■ MATERIAL ZUR AUFGABE:

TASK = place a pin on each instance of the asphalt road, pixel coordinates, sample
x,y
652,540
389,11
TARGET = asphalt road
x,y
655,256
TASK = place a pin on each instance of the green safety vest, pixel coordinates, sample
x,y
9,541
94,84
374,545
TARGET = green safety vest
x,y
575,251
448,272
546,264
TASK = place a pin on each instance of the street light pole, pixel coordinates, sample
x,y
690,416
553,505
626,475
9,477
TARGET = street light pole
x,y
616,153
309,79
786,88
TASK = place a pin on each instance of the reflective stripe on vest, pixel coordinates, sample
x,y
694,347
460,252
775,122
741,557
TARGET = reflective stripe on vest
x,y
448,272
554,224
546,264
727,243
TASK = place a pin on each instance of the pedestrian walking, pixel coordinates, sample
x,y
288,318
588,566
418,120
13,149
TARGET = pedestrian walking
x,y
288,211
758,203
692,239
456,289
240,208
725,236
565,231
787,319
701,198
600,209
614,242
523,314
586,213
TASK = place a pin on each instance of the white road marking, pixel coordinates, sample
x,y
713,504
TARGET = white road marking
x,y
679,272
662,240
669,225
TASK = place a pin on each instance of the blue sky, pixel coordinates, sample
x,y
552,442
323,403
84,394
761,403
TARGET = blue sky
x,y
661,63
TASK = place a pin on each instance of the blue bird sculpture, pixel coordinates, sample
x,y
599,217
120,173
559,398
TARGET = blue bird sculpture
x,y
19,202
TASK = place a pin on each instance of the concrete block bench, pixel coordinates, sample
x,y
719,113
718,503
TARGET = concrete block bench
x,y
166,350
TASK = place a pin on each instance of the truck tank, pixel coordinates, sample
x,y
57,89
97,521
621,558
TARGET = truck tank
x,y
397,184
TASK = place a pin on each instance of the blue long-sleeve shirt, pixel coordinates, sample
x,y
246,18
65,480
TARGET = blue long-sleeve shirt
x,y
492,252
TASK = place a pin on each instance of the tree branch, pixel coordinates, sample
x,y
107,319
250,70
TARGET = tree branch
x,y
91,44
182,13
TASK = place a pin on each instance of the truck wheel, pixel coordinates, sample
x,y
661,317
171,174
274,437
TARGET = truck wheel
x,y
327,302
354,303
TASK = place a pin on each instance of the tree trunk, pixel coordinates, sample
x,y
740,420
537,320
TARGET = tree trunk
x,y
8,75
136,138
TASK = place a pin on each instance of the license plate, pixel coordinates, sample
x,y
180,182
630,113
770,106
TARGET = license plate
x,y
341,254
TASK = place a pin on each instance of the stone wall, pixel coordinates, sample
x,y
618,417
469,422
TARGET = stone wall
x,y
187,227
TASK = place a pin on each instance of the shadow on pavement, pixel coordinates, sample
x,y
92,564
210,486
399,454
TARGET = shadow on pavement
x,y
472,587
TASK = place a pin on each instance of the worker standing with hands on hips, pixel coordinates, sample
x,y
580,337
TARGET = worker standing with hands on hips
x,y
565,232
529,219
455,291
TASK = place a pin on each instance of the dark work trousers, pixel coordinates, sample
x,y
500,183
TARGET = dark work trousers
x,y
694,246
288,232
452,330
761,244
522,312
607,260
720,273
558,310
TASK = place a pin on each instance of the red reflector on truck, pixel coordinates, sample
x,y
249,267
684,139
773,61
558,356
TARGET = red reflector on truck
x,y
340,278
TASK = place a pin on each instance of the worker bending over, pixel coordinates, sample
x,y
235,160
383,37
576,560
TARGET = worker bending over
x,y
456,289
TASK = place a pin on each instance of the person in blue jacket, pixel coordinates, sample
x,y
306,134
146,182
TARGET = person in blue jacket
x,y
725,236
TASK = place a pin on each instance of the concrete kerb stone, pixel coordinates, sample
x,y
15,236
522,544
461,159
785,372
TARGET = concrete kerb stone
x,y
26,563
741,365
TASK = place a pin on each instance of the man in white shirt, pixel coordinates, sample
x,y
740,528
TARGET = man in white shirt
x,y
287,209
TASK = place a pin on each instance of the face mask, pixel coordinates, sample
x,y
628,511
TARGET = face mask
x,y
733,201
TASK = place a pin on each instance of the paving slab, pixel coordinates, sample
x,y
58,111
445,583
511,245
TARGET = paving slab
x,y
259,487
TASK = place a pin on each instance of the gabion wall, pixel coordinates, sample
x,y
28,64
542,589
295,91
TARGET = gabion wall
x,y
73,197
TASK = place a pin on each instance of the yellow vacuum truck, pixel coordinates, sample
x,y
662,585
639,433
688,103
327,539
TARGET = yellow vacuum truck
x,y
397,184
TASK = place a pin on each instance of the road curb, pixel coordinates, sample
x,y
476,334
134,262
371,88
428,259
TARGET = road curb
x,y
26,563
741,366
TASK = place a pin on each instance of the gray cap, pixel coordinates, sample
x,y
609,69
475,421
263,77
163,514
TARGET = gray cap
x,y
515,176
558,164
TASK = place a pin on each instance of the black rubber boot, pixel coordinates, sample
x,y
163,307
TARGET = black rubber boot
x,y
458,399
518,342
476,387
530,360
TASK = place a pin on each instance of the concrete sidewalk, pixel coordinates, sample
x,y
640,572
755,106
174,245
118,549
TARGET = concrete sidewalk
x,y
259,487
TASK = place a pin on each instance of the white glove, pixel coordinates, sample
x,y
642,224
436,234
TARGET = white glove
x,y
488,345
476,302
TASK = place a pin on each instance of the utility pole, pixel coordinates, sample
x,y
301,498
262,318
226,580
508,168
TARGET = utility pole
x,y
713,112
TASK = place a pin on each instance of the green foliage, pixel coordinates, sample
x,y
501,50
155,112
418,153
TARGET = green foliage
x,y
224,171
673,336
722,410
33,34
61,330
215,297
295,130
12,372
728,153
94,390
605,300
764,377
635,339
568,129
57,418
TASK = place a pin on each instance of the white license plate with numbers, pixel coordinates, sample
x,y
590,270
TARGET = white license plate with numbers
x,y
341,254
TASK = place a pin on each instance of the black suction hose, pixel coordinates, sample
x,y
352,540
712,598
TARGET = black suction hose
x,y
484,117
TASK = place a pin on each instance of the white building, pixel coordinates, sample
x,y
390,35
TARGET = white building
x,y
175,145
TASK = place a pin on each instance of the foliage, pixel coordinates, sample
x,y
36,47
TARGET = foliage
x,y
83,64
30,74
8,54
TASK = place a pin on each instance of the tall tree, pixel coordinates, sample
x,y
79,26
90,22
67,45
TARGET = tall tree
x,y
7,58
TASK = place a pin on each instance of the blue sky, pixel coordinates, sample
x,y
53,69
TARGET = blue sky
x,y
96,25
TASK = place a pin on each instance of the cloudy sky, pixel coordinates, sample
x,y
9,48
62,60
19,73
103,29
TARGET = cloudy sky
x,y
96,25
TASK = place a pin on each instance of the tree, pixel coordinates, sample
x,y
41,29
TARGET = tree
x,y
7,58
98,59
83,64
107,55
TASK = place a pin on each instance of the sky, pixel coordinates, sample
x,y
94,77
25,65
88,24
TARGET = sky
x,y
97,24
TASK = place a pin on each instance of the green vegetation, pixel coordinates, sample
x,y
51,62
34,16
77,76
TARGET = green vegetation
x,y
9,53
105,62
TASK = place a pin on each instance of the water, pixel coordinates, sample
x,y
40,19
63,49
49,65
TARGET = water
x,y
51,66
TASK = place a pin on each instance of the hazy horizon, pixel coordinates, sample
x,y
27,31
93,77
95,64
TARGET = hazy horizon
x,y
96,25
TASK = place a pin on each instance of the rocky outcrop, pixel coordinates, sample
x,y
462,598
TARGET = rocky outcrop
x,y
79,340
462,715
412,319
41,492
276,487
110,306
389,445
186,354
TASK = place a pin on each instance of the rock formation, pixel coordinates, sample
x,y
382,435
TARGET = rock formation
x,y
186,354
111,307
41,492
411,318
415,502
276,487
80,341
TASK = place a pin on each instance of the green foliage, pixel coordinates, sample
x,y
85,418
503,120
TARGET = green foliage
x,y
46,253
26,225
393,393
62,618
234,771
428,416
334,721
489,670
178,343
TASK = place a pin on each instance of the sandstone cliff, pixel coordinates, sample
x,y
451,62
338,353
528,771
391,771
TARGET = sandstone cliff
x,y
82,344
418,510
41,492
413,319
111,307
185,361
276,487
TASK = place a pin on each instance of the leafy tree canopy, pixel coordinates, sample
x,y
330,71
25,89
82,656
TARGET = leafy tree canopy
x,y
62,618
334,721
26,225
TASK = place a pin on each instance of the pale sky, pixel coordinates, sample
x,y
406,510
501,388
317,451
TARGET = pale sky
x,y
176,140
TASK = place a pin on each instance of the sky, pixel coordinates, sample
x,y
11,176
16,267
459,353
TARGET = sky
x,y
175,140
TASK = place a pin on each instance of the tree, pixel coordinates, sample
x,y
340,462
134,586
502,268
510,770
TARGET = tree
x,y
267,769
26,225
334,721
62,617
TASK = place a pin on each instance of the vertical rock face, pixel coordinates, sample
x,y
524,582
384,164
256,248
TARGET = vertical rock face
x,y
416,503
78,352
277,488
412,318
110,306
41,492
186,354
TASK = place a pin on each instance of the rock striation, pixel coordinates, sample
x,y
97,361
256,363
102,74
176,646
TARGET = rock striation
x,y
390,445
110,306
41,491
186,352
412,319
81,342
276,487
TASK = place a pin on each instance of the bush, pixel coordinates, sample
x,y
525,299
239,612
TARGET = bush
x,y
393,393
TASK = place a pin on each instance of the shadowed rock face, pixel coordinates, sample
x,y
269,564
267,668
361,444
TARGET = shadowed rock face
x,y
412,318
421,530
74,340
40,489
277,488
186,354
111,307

--

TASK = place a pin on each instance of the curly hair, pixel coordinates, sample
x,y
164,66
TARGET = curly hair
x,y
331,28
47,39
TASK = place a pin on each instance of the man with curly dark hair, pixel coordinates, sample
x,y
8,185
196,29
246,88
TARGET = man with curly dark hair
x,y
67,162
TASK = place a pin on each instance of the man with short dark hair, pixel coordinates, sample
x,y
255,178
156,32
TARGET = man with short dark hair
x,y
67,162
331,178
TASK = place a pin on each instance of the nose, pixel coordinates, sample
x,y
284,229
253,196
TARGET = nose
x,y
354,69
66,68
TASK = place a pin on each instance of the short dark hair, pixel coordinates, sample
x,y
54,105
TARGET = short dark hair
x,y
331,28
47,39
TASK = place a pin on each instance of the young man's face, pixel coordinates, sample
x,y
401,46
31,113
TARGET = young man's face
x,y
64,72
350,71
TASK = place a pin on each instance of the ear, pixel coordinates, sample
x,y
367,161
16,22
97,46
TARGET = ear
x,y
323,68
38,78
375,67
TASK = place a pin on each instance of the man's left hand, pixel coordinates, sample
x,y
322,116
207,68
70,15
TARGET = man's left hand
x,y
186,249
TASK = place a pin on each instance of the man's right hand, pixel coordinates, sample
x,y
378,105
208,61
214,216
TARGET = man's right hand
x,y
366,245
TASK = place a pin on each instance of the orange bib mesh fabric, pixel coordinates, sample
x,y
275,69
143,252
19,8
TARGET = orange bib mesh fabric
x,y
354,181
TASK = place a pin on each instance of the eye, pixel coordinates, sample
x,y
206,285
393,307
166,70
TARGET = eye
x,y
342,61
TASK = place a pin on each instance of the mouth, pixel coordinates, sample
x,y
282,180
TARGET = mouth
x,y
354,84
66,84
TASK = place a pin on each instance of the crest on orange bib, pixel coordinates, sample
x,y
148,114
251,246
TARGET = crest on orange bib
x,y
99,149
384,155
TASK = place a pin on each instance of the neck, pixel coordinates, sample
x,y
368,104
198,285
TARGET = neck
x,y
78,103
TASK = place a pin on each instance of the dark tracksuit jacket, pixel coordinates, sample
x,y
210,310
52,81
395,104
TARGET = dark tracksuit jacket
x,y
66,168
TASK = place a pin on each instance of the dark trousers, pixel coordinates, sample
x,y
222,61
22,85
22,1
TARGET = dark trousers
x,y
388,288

* * *

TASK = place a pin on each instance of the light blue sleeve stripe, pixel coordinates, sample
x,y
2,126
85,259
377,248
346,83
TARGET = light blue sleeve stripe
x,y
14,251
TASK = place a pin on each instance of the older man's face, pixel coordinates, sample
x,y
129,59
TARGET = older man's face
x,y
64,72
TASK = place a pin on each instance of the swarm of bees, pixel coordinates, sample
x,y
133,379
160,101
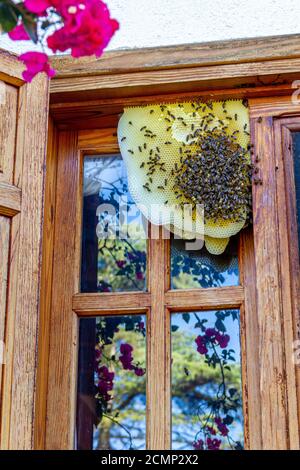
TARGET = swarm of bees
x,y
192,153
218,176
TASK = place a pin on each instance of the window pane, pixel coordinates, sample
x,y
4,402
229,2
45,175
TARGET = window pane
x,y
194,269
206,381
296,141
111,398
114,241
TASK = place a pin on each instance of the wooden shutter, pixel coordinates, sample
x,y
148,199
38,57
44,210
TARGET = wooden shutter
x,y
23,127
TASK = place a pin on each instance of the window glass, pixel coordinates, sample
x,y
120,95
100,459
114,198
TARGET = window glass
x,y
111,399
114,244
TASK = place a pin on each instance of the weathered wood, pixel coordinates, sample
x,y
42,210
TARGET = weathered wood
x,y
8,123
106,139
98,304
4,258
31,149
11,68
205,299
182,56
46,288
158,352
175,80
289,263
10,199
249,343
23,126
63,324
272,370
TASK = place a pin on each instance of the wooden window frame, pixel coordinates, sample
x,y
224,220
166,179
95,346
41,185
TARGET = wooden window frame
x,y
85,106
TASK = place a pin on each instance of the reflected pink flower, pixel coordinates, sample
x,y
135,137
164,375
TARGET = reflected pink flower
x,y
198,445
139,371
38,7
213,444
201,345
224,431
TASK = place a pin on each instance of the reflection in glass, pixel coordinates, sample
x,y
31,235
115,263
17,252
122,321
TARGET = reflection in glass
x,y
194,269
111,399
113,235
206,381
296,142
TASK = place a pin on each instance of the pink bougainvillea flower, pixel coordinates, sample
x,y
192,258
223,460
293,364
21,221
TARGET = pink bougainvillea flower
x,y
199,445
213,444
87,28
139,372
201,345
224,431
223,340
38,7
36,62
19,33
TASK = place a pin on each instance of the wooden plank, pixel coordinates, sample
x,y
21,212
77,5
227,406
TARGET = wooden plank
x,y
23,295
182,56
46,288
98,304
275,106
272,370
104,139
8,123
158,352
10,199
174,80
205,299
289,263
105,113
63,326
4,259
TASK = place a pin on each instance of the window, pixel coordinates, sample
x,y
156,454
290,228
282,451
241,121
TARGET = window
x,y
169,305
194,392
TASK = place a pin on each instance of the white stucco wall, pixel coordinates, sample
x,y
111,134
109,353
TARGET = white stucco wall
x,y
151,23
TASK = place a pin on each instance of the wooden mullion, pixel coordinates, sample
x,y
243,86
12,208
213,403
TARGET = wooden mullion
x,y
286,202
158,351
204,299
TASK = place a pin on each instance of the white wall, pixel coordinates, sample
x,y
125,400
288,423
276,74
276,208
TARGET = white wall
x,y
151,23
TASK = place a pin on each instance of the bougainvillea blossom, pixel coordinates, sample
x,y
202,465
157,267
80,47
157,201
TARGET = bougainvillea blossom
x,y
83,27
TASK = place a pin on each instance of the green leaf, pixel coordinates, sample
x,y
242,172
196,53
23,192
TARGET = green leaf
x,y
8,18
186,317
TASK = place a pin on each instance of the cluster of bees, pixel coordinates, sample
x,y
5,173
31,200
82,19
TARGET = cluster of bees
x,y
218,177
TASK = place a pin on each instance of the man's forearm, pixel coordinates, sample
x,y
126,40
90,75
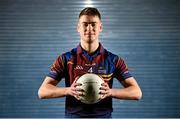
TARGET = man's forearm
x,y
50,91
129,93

■ DEINE AUFGABE: Gib jede Zeile der Einträge oben zurück, in der das Wort "yellow" vorkommt, und beachte dabei die Groß- und Kleinschreibung.

■ RICHTIGE ANTWORT:
TASK = place a pin on each instance of the yellow vacuum truck, pixel coordinates, sample
TARGET = yellow vacuum truck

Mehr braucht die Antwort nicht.